── Extracted material

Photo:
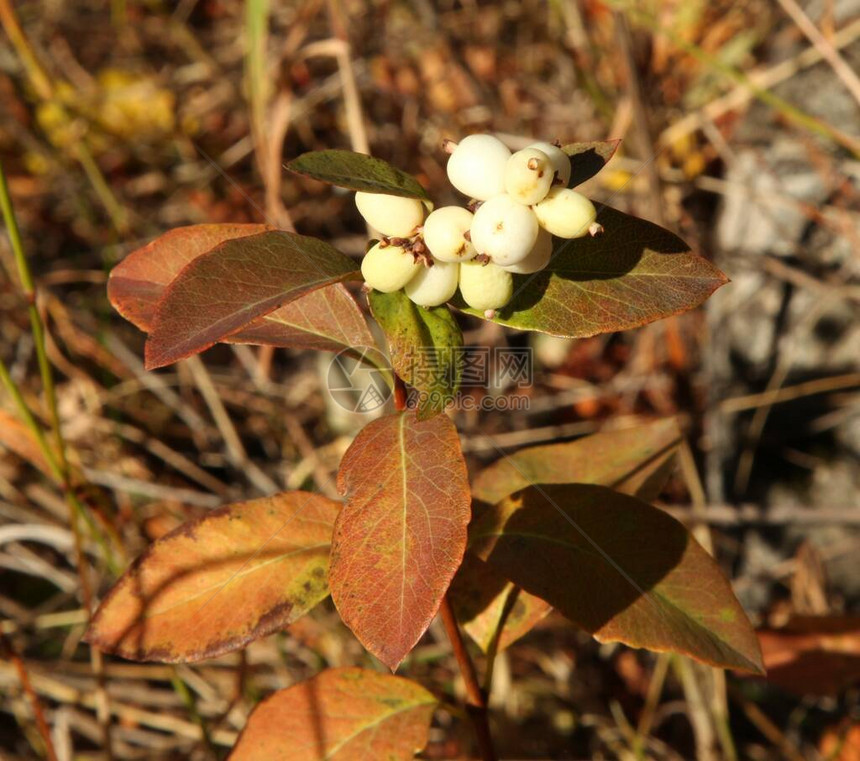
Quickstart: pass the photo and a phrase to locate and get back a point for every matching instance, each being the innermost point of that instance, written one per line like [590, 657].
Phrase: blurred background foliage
[120, 119]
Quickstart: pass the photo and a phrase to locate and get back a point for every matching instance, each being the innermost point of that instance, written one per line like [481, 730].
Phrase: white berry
[538, 257]
[444, 231]
[434, 285]
[388, 268]
[485, 286]
[566, 213]
[477, 166]
[394, 216]
[504, 230]
[528, 176]
[559, 159]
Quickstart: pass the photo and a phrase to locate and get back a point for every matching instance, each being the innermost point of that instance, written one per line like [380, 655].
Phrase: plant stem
[7, 652]
[476, 699]
[57, 460]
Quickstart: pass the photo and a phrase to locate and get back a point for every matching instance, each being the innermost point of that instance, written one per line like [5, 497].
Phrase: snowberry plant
[567, 526]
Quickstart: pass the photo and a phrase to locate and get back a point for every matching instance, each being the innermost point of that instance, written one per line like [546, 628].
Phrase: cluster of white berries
[518, 202]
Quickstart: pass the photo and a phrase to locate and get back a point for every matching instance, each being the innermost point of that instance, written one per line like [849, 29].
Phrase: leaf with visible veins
[327, 319]
[634, 273]
[219, 582]
[225, 289]
[401, 534]
[346, 714]
[425, 347]
[619, 568]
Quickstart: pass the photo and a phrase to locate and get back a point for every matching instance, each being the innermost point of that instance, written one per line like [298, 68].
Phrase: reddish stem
[399, 393]
[476, 699]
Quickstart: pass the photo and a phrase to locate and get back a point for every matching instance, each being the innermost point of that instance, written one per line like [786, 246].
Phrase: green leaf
[356, 171]
[425, 347]
[401, 534]
[345, 714]
[137, 283]
[217, 583]
[327, 319]
[238, 281]
[587, 159]
[622, 570]
[634, 273]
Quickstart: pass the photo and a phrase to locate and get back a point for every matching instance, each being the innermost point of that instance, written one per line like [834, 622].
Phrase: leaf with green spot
[219, 582]
[356, 171]
[634, 273]
[622, 570]
[346, 714]
[327, 319]
[587, 159]
[425, 347]
[402, 532]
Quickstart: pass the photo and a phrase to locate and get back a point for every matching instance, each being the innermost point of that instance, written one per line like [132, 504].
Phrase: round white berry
[560, 160]
[434, 285]
[394, 216]
[443, 234]
[477, 166]
[504, 230]
[538, 257]
[566, 213]
[528, 176]
[388, 268]
[485, 286]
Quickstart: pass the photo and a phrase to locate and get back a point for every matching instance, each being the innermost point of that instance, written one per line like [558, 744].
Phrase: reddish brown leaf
[425, 347]
[813, 655]
[216, 583]
[17, 438]
[401, 535]
[622, 570]
[339, 715]
[633, 461]
[238, 281]
[632, 274]
[137, 283]
[327, 319]
[489, 606]
[349, 169]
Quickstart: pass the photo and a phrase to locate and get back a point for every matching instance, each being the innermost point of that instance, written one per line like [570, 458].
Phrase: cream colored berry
[504, 230]
[434, 285]
[528, 176]
[566, 213]
[388, 268]
[477, 166]
[538, 257]
[444, 231]
[394, 216]
[560, 160]
[485, 286]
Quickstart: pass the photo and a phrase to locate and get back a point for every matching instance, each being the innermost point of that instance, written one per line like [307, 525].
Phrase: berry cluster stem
[476, 698]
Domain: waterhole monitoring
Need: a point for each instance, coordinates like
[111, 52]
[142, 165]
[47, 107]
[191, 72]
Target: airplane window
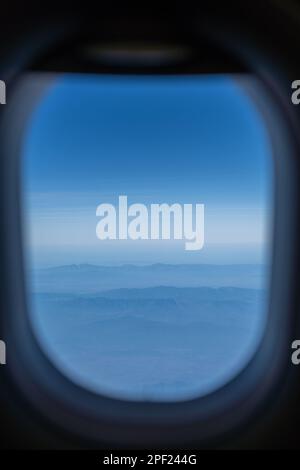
[147, 204]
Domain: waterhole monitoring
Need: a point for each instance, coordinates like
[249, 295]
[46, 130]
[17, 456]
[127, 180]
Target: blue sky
[164, 139]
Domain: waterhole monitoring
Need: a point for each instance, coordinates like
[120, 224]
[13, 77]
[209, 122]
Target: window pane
[166, 300]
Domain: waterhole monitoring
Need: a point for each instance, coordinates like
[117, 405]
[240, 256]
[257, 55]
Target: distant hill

────

» Exercise details: Reproduce the data above exactly, leaving out any picture in it.

» Your response:
Photo:
Quickstart: pass the photo and a phrase to locate and get back a point for every matching instance, each being the innermost point of that instance, written one per line like [590, 657].
Phrase: blurred background foliage
[120, 119]
Quickstart: pass the photo and a phrase to locate and get back a point for every matching instance, each being the innermost point of that instance, written one per line like [481, 730].
Phrase: white berry
[538, 257]
[444, 231]
[434, 285]
[388, 268]
[485, 286]
[566, 213]
[477, 166]
[394, 216]
[504, 230]
[528, 176]
[559, 159]
Quickstart: pass the photo and a phrase to locate and get back a point for every matching instance, each being the innermost point of that instance, written one per line like [380, 655].
Phrase: plant stem
[7, 652]
[476, 699]
[57, 460]
Quickstart: pass the photo and a phrase to locate and get back a point for every matching instance, each being the innermost point of that instance, written one per line like [5, 497].
Phrase: snowberry plant
[567, 526]
Quickstart: pass the photo and a phrase to locate and get back a point for every matching instance, each being the innermost point of that instance, written one per line like [546, 628].
Phrase: cluster of white berries
[518, 202]
Quickstart: pass the photo and a phrase to locate and get back a point for every matching instance, each being the innermost point of that instance, written one per line like [849, 29].
Phrase: leaf with visible veins
[327, 319]
[634, 273]
[219, 582]
[225, 289]
[401, 534]
[346, 714]
[425, 347]
[619, 568]
Quickstart: pass the photo and a phrase to locate and get back a point for every matching instance, each being the innermost point of that instance, written one per line like [298, 68].
Phrase: reddish stem
[399, 393]
[476, 699]
Quickstart: pass the photo and a phrase to locate and get back a point for every matching instance, each being the innermost point of that instance, written one per line like [786, 246].
Phrase: green leaf
[356, 171]
[425, 347]
[401, 534]
[345, 714]
[137, 283]
[217, 583]
[327, 319]
[238, 281]
[587, 159]
[622, 570]
[634, 273]
Quickstart: pass the photo and a phrase to locate and get back a point for every matching instance, each being the innermost point of that instance, written one per line like [834, 622].
Phrase: leaf with green spot
[219, 582]
[356, 171]
[634, 273]
[622, 570]
[346, 714]
[327, 319]
[587, 159]
[425, 347]
[402, 532]
Quickstart: pass the photo and a phrase to locate and get back a point for every matching instance, each being the innermost point of that instance, written one per line like [132, 504].
Phrase: round white berry
[560, 160]
[434, 285]
[394, 216]
[443, 234]
[477, 166]
[504, 230]
[538, 257]
[566, 213]
[528, 176]
[388, 268]
[485, 286]
Quickstart: pass the photo and a phrase to locate and get back a point for every matching instance, each being the innermost point of that instance, written one per line like [558, 744].
Phrase: reddish brown leaf
[425, 347]
[813, 655]
[216, 583]
[17, 438]
[401, 535]
[622, 570]
[339, 715]
[633, 461]
[238, 281]
[632, 274]
[137, 283]
[327, 319]
[489, 606]
[349, 169]
Quickstart: pass the photo and a phrase to locate and get back a point for every matching instance, each being the innermost point of that instance, written one per line like [570, 458].
Phrase: cream colored berry
[504, 230]
[434, 285]
[528, 176]
[566, 213]
[388, 268]
[477, 166]
[538, 257]
[444, 231]
[394, 216]
[560, 160]
[485, 286]
Quickstart: pass the photo and a phrase to locate and get back a point for every matching instance, each being the innermost point of that instance, written one per line like [307, 525].
Phrase: berry cluster stem
[476, 698]
Domain: waterhole monitoring
Need: a point for each instance, coordinates like
[111, 52]
[142, 165]
[47, 107]
[191, 72]
Target: airplane window
[147, 204]
Domain: waterhole monitoring
Need: a point for each instance, coordinates like
[249, 295]
[46, 130]
[17, 456]
[127, 180]
Target: blue sky
[164, 139]
Domain: waterhole monitoring
Need: a point for each instance, coordinates like
[120, 224]
[13, 77]
[209, 122]
Target: window pane
[166, 300]
Domain: waterhole monitoring
Need: a point for each instance, coordinates like
[117, 405]
[240, 256]
[257, 55]
Target: distant hill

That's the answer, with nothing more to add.